» **What you will do**:
**A)** According to the book review, how much older than Georges are her two half-sisters?
**B)** Using the book review, say whether each statement agrees with it, answering yes or no and quoting the words that decide it: (i) Georges lives in Portland, OR; (ii) Dr. Laura appears on many pages throughout the book; (iii) the psychic tells Georges that her father is dead.
**C)** Copy word for word the part of the book review from "Relationships are at" up to and including "to subscribe to.".

» **Extract to read**:
----
The title – Calling Dr. Laura – comes from Georges calling Dr. Laura Schlessinger’s conservative radio advice show (and one of the most hilarious images in the entire book is Georges representation of Schlessinger as the sister in Dinosaurs) as she tries to come to terms with the fact that her mother and sisters lied to her. She includes the transcript of the phone call, having recorded it as it took place. As a character in her memoir, Georges illustrates herself tucking the tape recording of the phone call away and hiding it from her girlfriend Radar.

Georges begins the book in Portland, OR, where she lives with a handful of dogs, chickens, and a new rescue chicken named Mabel. Her artistic style changes as the book jumps back and forth from past to present, and her depiction of her childhood is rendered in a less descriptive and more iconic way, which suits her younger age and the material presented. Georges depicts a series of boyfriends and husbands that her mother was attached to while she grew up, many of them distant and one abusive. Each of these men gives the young Georges a present – a stuffed animal by at least two and a dog from another – and her mother insists that Georges name the gift after the boyfriend/husband who gave it to her. I thought it was hilarious to see Georges’ collection of animals growing, each one named after a man who had quickly been inched out of her mother’s life.

Relationships are at the heart of Georges’ memoir: with her mother, her two half-sisters who are ten and twelve years older than she is, her girlfriend Radar, her close friends, her dogs, and her amorphous, unknowable father. Georges is stuck up in the middle, trying to make sense of how she stands in relation to the people she loves, and how she can carve out her own identity when there are so many different ones that others want her to subscribe to.

It is an intriguing story and beautifully illustrated book. I really loved Georges’ artistic style and the times that she illustrates scenes set in Portland were some of my favorite. Although Dr. Laura is integral to the title, she only occupies a small series of pages near the end of the book (where the transcript of their phone call conversation is included), but her importance to Georges as an outlet for advice at a difficult time is notable. Likewise, the psychic who gets so much wrong about Georges gets one very important thing right – her father is still alive. The ending is almost heartbreaking, and the story as a whole is well worth the read.
----
Stored items:
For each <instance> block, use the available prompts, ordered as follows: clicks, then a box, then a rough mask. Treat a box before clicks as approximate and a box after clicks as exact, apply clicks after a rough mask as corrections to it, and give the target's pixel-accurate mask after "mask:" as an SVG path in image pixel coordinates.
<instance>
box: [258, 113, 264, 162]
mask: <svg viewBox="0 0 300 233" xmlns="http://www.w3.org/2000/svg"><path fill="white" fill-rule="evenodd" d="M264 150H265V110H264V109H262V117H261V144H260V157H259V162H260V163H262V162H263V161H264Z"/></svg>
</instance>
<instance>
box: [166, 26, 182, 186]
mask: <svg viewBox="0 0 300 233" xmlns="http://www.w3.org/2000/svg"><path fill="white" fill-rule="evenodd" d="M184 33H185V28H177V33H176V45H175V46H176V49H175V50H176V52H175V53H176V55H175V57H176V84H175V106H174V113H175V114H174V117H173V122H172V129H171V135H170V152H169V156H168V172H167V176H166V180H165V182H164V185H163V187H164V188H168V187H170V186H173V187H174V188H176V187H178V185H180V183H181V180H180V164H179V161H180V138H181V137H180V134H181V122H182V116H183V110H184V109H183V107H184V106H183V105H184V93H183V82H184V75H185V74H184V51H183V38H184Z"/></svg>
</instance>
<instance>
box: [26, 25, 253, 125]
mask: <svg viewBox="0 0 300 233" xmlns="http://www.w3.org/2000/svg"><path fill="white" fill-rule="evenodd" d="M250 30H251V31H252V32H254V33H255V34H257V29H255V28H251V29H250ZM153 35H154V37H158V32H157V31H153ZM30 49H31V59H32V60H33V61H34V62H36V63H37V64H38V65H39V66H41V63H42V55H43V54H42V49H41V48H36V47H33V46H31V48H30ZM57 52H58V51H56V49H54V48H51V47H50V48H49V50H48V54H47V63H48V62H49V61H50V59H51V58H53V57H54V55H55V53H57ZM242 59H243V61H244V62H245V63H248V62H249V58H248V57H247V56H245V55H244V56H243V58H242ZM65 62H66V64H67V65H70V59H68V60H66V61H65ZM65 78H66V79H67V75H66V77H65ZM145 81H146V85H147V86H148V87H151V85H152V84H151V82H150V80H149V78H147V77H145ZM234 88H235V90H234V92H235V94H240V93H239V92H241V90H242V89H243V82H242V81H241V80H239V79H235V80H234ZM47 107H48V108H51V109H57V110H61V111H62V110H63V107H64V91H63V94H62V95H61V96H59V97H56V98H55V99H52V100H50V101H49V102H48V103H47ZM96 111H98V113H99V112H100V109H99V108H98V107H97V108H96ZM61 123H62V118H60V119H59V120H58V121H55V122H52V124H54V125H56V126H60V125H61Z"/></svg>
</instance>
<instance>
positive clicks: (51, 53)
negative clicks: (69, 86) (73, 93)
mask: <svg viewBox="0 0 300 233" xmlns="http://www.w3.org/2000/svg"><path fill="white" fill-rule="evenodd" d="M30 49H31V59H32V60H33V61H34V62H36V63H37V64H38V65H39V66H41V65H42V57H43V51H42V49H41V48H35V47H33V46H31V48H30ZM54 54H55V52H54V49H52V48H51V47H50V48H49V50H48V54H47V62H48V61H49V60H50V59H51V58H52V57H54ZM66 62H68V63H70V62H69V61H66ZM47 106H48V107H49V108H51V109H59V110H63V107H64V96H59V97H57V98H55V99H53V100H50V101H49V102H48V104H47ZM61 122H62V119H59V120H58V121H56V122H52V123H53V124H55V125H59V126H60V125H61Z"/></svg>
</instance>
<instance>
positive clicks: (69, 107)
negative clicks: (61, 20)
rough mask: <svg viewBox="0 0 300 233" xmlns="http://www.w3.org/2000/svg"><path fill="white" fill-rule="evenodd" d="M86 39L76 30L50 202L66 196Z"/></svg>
----
» **Written answers**:
**A)** They are ten and twelve years older than she is.

**B)**
(i) Yes: "Georges begins the book in Portland, OR, where she lives with a handful of dogs, chickens, and a new rescue chicken named Mabel."
(ii) No: "she only occupies a small series of pages near the end of the book"
(iii) No: "gets one very important thing right – her father is still alive."

**C)**
Relationships are at the heart of Georges’ memoir: with her mother, her two half-sisters who are ten and twelve years older than she is, her girlfriend Radar, her close friends, her dogs, and her amorphous, unknowable father. Georges is stuck up in the middle, trying to make sense of how she stands in relation to the people she loves, and how she can carve out her own identity when there are so many different ones that others want her to subscribe to.